The old tooth socket shows as a shadow. The bone hasn't grown back fully in it.

Then I tried on a surgical template I'd made from the model in the mouth. It's a plastic cover like a mouth guard which fits over the teeth. The hole (with red surrounding) is one I made after measurements on the model, to indicate the exact spot for drilling for the implant.

Here's the site in the mouth:

If you look closely you'll be able to see a tiny black dot on the gum. That's a puncture wound I made through the template with a graduated probe to mark the spot of the implant and to check the thickness of the gum.

Then with a No 15 Bard Parker knife, commonly called a "scalpel", I cut the gum to raise a flap to expose the bone.

This is the flap, just before raising. You can see where it is from the bleeding line.

Then I removed the broken root and began drilling the implant site. I am not going to show the sequence of drills since it isn't significant, but there are seven of them.

This is the depth guide pin in place, both to check the depth of the preparation and its orientation with the other teeth. In simple terms, I was checking to see if the implant preparation was deep enough and whether it was pointed in the direction I wanted, and not slanted.

I took an X Ray to confirm that it was fine.  Apologies for the blurred quality of this picture, but you can see the essentials. The pin is exactly parallel to the premolar, as planned.

Here's the implant preparation, readied for the placement of the implant. Its outline is distorted by the socket of the broken root impinging on the top.  You can also see the bone of the ridge and the gum flap folded towards the lip side.
* * * * *
● Task to carry out
From the dental implant text, reproduce word for word the part that opens with the words containing "Here's the site" and closes with "seven of them.".

● Material shown
* * * * *
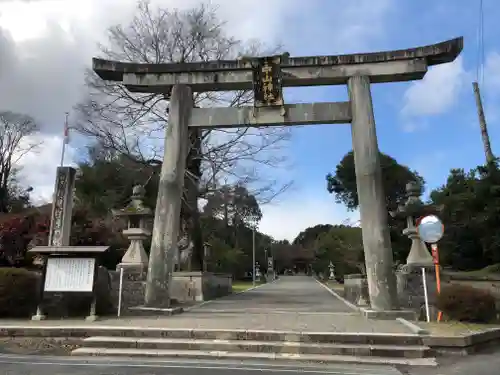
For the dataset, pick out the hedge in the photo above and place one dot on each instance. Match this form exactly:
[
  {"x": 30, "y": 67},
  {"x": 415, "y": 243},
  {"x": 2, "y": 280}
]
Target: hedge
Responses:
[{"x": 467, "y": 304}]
* * * * *
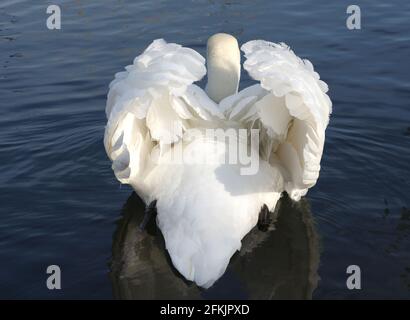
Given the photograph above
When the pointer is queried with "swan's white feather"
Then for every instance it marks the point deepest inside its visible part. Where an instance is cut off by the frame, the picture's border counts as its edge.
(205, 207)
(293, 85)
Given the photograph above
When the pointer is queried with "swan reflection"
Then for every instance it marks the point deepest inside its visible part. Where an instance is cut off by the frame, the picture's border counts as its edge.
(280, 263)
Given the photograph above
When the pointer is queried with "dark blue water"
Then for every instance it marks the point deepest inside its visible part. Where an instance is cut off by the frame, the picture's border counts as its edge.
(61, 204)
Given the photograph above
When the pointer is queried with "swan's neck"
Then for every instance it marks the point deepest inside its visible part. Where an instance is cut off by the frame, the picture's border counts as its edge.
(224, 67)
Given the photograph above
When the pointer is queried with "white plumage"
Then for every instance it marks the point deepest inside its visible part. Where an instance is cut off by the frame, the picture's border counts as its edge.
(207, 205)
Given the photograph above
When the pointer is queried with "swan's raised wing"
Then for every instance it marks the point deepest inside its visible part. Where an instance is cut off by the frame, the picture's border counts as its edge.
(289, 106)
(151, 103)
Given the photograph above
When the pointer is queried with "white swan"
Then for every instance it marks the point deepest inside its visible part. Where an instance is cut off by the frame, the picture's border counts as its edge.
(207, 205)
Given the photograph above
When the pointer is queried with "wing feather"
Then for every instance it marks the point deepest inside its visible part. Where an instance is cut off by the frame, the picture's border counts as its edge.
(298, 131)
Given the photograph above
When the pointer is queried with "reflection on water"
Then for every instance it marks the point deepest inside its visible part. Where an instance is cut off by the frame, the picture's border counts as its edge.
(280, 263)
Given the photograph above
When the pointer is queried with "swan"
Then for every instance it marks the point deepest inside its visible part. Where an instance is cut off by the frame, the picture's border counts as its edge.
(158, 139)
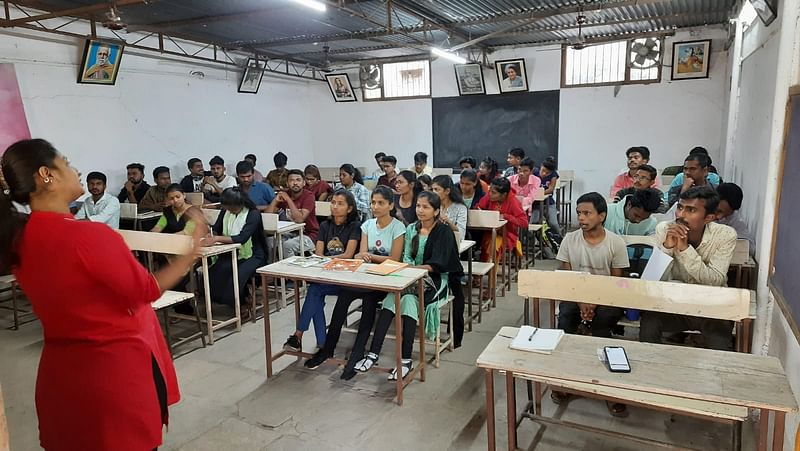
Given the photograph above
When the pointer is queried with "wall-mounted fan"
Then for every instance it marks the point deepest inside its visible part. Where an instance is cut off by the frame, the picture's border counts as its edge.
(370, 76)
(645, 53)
* * * * *
● Result for this task
Here's the site in the mouth:

If you look closely you'll be able to see a tiny black dot on the gum. That's a puncture wound I made through the template with a graduated probe to mark the spot of the implant and to check the thickness of the gum.

Then with a No 15 Bard Parker knife, commonly called a "scalpel", I cut the gum to raise a flap to expose the bone.

This is the flap, just before raising. You can see where it is from the bleeding line.

Then I removed the broken root and began drilling the implant site. I am not going to show the sequence of drills since it isn't significant, but there are seven of them.